#### Excerpt to read:
-.-.-
The final element that we’re going to talk about in the crawlability world is the noindex tag. This tag lives in the <head> code of your site’s pages and looks like this:
<meta name=”robots” content=”noindex”>
This tag instructs search engines not to index that page, which means it will not be included in any search results. The noindex tag is similar to blocking a page via robots.txt (slightly different, since a noindexed page can still be crawled, just not indexed, while a blocked page shouldn’t even be crawled).
A noindex tag is the only way to be certain that Google won’t ever show the page in search results; however, note that the noindex tag only works if Google can crawl the page! If you have a page blocked in robots.txt, Google won’t crawl the page, and thus won’t see the noindex tag. Then if Google see’s a lot of links to that page, it might decide to serve it as a search result, since it never saw your instruction not to.
You can also tell Google whether or not to crawl through any links it finds on your noindexed page. For example, you might not want Google to serve page 2+ on your paginated list of products, or blog posts, as a search result, but you definitely still want Google to crawl through the links on those paginated pages. You can choose to let Google follow links or not in your noindex tag like this:
<meta name=”robots” content=”noindex,follow”>
<meta name=”robots” content=”noindex,nofollow”>
By default, if you don’t say follow or nofollow, Google will follow the links.
Just like with robots.txt, there probably aren’t many pages on your site that you need to noindex. This tag is commonly used in the same places that blocked pages in robot.txt might be. In addition, the noindex tag is often used on certain kinds of duplicate content, and on paginated pages — thus if you had a list of products, and at the bottom you can move to page 2, then page 3 — it’s common to noindex everything after page 1 (because you really want your main page to rank, not a page halfway through your list).
Happily, that’s about all there is to the crawlability portion of SEO. For the majority of sites, all you really need to do is set up a good hierarchal site structure and ignore the rest (or possibly just double check to make sure you aren’t accidentally blocking things).
The thing to remember here is that robots.txt and noindex are about blocking search engines from your site: don’t use them, and you won’t be blocking anything.
-.-.-
#### Items:
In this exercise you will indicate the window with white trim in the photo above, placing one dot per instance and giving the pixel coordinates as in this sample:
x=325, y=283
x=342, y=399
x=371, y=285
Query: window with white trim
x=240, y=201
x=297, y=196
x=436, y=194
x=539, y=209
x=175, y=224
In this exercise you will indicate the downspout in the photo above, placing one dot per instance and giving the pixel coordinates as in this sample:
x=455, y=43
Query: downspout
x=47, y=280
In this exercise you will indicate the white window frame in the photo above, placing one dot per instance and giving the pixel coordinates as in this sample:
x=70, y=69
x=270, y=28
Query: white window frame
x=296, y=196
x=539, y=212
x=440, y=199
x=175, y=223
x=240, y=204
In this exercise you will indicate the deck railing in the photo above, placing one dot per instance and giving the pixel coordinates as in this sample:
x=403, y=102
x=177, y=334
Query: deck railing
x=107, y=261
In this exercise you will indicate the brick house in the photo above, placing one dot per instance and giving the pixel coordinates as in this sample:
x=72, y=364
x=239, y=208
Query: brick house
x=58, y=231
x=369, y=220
-.-.-
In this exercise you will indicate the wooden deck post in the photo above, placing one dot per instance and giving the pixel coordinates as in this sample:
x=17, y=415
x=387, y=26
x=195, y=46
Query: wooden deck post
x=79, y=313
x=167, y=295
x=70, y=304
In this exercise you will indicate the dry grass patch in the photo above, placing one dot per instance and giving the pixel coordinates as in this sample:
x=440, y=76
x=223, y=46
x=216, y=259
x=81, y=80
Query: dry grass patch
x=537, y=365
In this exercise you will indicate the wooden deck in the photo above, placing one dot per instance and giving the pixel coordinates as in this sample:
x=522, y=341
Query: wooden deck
-.-.-
#### Prompt:
Write out the passage on the noindex tag from "Just like with" down to "accidentally blocking things).", word for word.

#### Solution for this exercise:
Just like with robots.txt, there probably aren’t many pages on your site that you need to noindex. This tag is commonly used in the same places that blocked pages in robot.txt might be. In addition, the noindex tag is often used on certain kinds of duplicate content, and on paginated pages — thus if you had a list of products, and at the bottom you can move to page 2, then page 3 — it’s common to noindex everything after page 1 (because you really want your main page to rank, not a page halfway through your list).
Happily, that’s about all there is to the crawlability portion of SEO. For the majority of sites, all you really need to do is set up a good hierarchal site structure and ignore the rest (or possibly just double check to make sure you aren’t accidentally blocking things).